# Instructions to follow:
For the records below, give the number of lines where the string "image" occurs. Include nothing else.
** Opening Dataset extract block **
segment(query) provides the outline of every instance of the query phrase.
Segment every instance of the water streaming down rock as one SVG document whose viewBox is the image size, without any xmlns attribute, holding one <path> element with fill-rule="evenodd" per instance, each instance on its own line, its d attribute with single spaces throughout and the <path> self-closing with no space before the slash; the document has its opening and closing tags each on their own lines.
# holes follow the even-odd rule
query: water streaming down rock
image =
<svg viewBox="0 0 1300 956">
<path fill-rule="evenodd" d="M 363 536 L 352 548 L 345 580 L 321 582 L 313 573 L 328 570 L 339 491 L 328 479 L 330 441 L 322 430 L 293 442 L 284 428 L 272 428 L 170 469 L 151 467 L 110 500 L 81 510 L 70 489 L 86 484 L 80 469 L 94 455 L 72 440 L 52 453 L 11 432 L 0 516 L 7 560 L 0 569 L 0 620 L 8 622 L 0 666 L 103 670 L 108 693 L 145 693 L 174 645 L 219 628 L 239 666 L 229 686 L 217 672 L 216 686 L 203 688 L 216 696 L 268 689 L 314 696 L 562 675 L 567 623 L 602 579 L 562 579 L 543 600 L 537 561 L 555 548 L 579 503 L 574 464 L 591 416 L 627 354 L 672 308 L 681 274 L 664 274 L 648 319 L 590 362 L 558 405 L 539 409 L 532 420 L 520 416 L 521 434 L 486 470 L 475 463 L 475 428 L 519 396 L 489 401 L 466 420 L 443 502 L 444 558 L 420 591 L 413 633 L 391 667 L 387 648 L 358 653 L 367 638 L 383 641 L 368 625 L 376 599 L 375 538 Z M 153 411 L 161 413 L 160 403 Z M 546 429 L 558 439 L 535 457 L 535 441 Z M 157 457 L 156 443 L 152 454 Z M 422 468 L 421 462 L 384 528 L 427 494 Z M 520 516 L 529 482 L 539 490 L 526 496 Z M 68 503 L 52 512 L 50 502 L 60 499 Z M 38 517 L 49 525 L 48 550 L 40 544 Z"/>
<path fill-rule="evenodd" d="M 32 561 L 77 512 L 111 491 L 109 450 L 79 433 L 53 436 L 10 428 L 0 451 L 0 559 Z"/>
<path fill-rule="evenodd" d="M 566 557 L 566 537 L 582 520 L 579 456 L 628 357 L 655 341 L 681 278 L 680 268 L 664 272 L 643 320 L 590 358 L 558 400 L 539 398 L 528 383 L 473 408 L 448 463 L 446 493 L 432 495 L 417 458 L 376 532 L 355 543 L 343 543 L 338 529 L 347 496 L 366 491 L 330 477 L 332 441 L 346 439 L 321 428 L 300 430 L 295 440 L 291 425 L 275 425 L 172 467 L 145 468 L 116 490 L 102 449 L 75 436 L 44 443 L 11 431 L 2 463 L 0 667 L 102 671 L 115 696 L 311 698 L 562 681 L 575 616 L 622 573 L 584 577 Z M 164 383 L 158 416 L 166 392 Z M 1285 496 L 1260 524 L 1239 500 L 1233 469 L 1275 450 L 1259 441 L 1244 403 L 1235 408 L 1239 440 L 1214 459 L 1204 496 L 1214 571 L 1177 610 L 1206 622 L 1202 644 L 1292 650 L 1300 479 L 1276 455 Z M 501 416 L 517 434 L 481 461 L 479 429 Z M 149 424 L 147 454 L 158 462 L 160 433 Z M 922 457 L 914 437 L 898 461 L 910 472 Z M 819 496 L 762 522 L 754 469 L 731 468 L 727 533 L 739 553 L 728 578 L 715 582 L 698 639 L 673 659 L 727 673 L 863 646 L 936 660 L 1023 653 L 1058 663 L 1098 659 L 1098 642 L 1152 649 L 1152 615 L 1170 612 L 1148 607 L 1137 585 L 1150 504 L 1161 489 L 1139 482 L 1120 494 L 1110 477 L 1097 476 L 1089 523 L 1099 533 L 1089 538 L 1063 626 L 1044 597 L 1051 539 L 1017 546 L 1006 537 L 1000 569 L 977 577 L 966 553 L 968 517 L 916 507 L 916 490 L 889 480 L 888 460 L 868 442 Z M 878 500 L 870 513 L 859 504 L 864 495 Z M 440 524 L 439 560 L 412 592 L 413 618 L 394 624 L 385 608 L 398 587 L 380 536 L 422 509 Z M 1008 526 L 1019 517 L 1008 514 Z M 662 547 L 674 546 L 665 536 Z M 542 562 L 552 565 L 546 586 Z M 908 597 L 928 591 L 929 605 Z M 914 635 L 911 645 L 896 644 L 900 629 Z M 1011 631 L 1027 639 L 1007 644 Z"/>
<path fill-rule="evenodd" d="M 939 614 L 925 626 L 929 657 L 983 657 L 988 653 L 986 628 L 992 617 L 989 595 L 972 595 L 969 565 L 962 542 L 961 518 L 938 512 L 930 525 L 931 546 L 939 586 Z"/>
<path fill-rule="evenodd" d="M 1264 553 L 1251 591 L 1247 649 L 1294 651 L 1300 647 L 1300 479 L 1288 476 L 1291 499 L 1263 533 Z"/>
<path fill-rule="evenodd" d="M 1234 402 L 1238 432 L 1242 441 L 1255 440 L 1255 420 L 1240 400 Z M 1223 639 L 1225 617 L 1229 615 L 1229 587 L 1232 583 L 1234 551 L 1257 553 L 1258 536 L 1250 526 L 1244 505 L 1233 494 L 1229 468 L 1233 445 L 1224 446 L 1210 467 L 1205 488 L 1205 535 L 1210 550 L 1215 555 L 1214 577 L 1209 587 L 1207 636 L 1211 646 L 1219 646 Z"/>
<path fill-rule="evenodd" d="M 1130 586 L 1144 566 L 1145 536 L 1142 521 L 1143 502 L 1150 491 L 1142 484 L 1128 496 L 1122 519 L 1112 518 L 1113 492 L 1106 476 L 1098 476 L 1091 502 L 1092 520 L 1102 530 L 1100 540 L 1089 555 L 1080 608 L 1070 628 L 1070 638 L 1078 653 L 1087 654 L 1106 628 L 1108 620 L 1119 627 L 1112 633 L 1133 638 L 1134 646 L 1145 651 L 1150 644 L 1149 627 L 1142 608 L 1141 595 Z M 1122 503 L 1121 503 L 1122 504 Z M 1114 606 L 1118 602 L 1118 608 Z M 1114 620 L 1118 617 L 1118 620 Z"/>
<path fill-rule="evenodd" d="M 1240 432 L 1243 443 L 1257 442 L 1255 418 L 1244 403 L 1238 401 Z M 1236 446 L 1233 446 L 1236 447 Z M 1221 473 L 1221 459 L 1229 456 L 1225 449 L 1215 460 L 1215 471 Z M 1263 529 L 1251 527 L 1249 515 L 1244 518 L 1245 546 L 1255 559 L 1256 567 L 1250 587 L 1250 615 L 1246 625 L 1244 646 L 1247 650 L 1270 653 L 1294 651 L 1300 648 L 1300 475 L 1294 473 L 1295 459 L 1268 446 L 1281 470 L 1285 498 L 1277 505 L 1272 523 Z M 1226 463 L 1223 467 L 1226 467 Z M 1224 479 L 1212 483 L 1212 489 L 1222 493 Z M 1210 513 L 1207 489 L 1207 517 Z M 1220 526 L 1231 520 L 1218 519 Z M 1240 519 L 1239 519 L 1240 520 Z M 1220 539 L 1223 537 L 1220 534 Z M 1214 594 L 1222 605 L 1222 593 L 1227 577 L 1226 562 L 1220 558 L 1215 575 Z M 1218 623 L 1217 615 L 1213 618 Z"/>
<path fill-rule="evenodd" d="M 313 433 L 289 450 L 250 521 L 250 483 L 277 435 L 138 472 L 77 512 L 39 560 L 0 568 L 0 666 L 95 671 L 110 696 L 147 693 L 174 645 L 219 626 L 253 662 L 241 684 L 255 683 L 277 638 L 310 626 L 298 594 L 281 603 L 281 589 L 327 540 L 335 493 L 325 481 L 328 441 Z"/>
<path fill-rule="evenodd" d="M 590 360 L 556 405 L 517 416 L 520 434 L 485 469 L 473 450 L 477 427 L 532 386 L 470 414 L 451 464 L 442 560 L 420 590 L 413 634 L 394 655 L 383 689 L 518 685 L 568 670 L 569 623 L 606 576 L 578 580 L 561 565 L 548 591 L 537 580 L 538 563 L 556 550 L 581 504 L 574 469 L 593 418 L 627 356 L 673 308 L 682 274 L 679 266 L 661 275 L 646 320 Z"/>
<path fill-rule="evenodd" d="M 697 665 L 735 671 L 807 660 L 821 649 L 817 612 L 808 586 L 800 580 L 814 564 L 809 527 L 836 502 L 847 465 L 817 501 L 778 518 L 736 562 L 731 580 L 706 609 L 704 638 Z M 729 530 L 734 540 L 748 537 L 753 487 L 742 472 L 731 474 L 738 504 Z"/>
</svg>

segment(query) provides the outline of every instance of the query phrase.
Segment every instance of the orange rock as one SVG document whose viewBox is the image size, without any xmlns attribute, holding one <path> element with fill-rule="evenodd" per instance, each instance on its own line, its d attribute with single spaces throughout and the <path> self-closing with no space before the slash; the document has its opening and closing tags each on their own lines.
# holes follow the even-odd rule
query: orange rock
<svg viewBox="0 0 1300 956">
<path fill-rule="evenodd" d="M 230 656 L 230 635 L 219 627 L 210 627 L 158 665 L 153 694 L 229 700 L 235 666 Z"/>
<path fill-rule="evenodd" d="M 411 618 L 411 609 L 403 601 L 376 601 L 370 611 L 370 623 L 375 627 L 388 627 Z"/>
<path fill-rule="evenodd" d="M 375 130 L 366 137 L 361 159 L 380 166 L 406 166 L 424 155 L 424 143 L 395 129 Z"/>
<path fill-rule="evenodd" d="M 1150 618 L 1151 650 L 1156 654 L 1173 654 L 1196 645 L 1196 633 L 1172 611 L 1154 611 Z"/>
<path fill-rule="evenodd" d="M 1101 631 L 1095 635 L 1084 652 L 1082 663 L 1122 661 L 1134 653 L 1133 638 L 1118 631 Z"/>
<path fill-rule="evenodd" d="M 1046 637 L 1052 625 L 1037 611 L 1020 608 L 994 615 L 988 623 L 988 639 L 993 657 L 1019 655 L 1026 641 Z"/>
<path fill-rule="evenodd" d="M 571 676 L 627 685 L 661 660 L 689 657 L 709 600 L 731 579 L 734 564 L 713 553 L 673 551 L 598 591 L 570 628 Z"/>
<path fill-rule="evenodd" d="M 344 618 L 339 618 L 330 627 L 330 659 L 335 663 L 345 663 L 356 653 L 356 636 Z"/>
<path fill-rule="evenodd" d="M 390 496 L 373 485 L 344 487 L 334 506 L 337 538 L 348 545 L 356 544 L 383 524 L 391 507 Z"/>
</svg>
** Closing Dataset extract block **
# Output for this task:
3